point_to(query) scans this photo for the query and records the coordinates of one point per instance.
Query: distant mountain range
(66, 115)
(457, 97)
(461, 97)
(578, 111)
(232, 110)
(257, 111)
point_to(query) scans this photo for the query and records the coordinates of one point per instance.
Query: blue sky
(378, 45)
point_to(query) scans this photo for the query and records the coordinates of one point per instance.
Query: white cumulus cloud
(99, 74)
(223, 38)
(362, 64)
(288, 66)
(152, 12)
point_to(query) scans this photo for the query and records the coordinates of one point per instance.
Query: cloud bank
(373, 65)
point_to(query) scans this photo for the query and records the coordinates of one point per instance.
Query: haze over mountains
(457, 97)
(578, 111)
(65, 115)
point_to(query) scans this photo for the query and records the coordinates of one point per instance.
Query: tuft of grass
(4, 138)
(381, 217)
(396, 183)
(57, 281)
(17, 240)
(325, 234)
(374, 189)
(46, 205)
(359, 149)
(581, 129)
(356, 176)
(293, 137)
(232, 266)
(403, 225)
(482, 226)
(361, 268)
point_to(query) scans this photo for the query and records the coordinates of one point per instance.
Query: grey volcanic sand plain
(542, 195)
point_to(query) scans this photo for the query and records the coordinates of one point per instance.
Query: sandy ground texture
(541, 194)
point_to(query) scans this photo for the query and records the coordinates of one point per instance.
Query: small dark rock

== == ==

■ The exercise: Your task is to print all of the records exactly.

■ Exercise solution:
point_to(query) scans this photo for the query and records the coordinates of one point per instance.
Query: distant mountain range
(66, 115)
(457, 97)
(461, 97)
(578, 111)
(232, 110)
(257, 111)
point_to(query) scans this photo for the query and records the coordinates of one point per instance.
Query: blue sky
(378, 45)
point_to(query) scans this photo for the query and records the coordinates of one point per instance.
Query: white cumulus cloud
(99, 74)
(223, 38)
(362, 64)
(288, 66)
(152, 12)
point_to(query) scans this photo for the query and records the coordinates of one point per instance.
Query: cloud bank
(373, 65)
point_to(query) scans this photo for the query and records the coordinates of one point per instance.
Query: haze over mountains
(457, 97)
(578, 111)
(65, 115)
point_to(query) scans this photo for the query and records the coordinates of one point per instance.
Query: tuft of grass
(4, 138)
(381, 217)
(396, 183)
(57, 281)
(17, 240)
(325, 234)
(374, 189)
(46, 205)
(359, 149)
(581, 129)
(356, 176)
(293, 137)
(232, 266)
(403, 225)
(482, 226)
(361, 268)
point_to(query) scans this photo for the query and records the coordinates of one point per instance.
Query: grey volcanic sand plain
(542, 195)
point_to(query) scans this photo for the query and records the coordinates of one point per instance.
Query: sandy ground texture
(541, 194)
point_to(query) scans this photo for the query and records the coordinates of one point per instance.
Query: small dark rock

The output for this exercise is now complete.